--- start of MATERIAL TO PROCESS ---

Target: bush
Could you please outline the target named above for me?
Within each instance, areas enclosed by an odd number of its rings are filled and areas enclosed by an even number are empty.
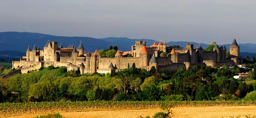
[[[251,100],[252,101],[256,100],[256,90],[247,93],[245,97],[245,99],[246,100]]]
[[[38,116],[34,118],[65,118],[63,117],[59,113],[55,113],[53,114],[50,114],[48,113],[46,115],[40,115],[40,117]]]

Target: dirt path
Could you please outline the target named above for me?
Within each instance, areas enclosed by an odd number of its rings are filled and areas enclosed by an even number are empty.
[[[256,115],[256,106],[232,106],[225,107],[179,107],[172,109],[174,118],[231,118],[241,115]],[[140,115],[152,116],[157,112],[162,111],[159,108],[134,109],[120,109],[60,112],[66,118],[139,118]],[[6,118],[31,118],[46,113],[32,113],[23,116]],[[0,117],[4,117],[0,116]]]

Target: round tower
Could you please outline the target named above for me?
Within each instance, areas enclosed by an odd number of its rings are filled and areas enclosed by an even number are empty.
[[[156,69],[157,69],[158,67],[158,61],[157,61],[157,60],[156,58],[156,57],[155,56],[154,54],[153,54],[153,55],[152,56],[151,59],[150,59],[150,61],[149,61],[149,70],[150,70],[151,67],[153,66],[155,67],[155,68]]]
[[[236,39],[234,39],[233,43],[230,46],[229,52],[230,57],[240,57],[240,47],[238,46]]]
[[[81,64],[80,64],[80,74],[84,74],[84,70],[85,66],[84,63],[82,62]]]
[[[140,56],[141,59],[141,60],[142,61],[142,64],[141,66],[149,66],[149,52],[148,52],[145,45],[143,45],[142,48],[141,48],[141,50],[140,52]]]
[[[79,46],[77,47],[77,51],[78,51],[78,56],[80,56],[80,55],[82,55],[83,56],[84,55],[84,48],[83,46],[83,45],[82,44],[82,41],[80,42],[80,44]]]
[[[26,56],[27,57],[27,60],[29,61],[29,53],[31,51],[31,49],[29,48],[29,46],[28,46],[28,48],[27,48],[27,51],[26,52]]]
[[[76,59],[78,56],[78,53],[76,49],[76,47],[74,46],[73,51],[72,51],[72,58],[73,59],[72,64],[75,65],[76,65]]]

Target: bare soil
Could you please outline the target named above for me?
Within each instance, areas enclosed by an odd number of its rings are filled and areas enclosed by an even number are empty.
[[[178,107],[173,108],[172,116],[174,118],[231,118],[245,115],[256,115],[256,106]],[[100,110],[89,111],[60,112],[60,113],[65,118],[139,118],[140,116],[152,116],[156,112],[164,112],[160,108],[140,109]],[[0,117],[31,118],[47,113],[31,113],[11,116],[0,115]]]

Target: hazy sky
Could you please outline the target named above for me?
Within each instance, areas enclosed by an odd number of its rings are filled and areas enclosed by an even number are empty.
[[[0,0],[0,32],[255,44],[256,1]]]

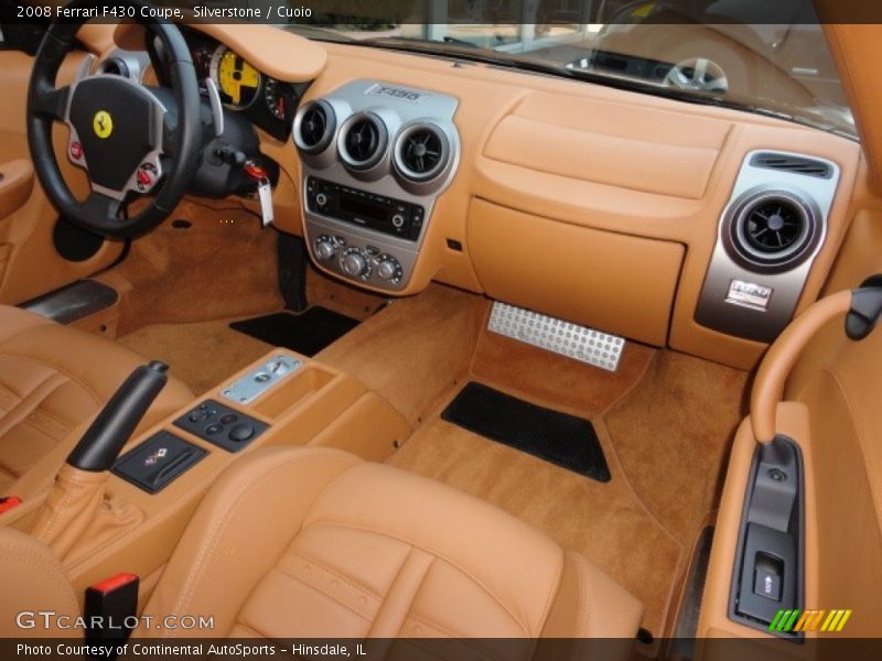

--- end of MATERIAL TO PROCESS ---

_GIVEN EXERCISE_
Write out all the rows above word for word, but leave out the pictures.

_OUTPUT OF THE EXERCISE_
Target: bush
Could you please outline the target named above for me?
Within each instance, areas enclosed by an odd number of its rings are filled and areas enclosed by an even number are empty.
[[[251,100],[252,101],[256,100],[256,90],[247,93],[245,97],[245,99],[246,100]]]
[[[38,116],[34,118],[65,118],[63,117],[59,113],[55,113],[53,114],[50,114],[48,113],[46,115],[40,115],[40,117]]]

Target: dirt path
Could you please outline the target named above for me?
Within each instance, areas enclosed by an odd number of its rings are filled and areas enclosed by an even number are empty.
[[[256,115],[256,106],[232,106],[225,107],[179,107],[172,109],[174,118],[231,118],[241,115]],[[140,115],[152,116],[157,112],[162,111],[159,108],[134,109],[120,109],[60,112],[66,118],[139,118]],[[6,118],[31,118],[46,113],[32,113],[23,116]],[[0,117],[4,117],[0,116]]]

Target: round tower
Could you please outline the target named above for me?
Within each instance, areas enclosed by an odd number of its rings are filled and areas enclosed by an even number are empty.
[[[156,69],[157,69],[158,67],[158,61],[157,61],[157,60],[156,58],[156,57],[155,56],[154,54],[153,54],[153,55],[152,56],[151,59],[150,59],[150,61],[149,61],[149,70],[150,70],[151,67],[153,66],[155,67],[155,68]]]
[[[236,39],[234,39],[233,43],[230,46],[229,52],[230,57],[240,57],[240,47],[238,46]]]
[[[81,64],[80,64],[80,74],[84,74],[84,70],[85,66],[84,63],[82,62]]]
[[[140,56],[141,59],[141,60],[142,61],[142,64],[141,66],[149,66],[149,52],[148,52],[145,45],[143,45],[142,48],[141,48],[141,50],[140,52]]]
[[[79,46],[77,47],[77,51],[78,51],[78,56],[80,56],[80,55],[82,55],[83,56],[84,55],[84,48],[83,46],[83,45],[82,44],[82,41],[80,42],[80,44]]]
[[[26,56],[27,57],[27,60],[29,61],[29,53],[31,51],[31,49],[29,48],[29,46],[28,46],[28,48],[27,48],[27,51],[26,52]]]
[[[76,59],[78,56],[78,53],[76,49],[76,47],[74,46],[73,51],[72,51],[72,58],[73,59],[72,64],[75,65],[76,65]]]

Target: bare soil
Could you please outline the target named above for me?
Within each instance, areas enclosed by an odd number of its rings are filled and areas enclosed by an even number are empty.
[[[178,107],[173,108],[172,116],[174,118],[231,118],[245,115],[256,115],[256,106]],[[100,110],[89,111],[60,112],[60,113],[65,118],[139,118],[140,116],[152,116],[156,112],[164,112],[160,108],[140,109]],[[0,117],[31,118],[47,113],[31,113],[11,116],[0,115]]]

Target: hazy sky
Could you please outline the target named above for me?
Within each instance, areas enclosed by an odd number of its rings are filled and areas enclosed by an even number are empty.
[[[0,0],[0,32],[255,44],[256,1]]]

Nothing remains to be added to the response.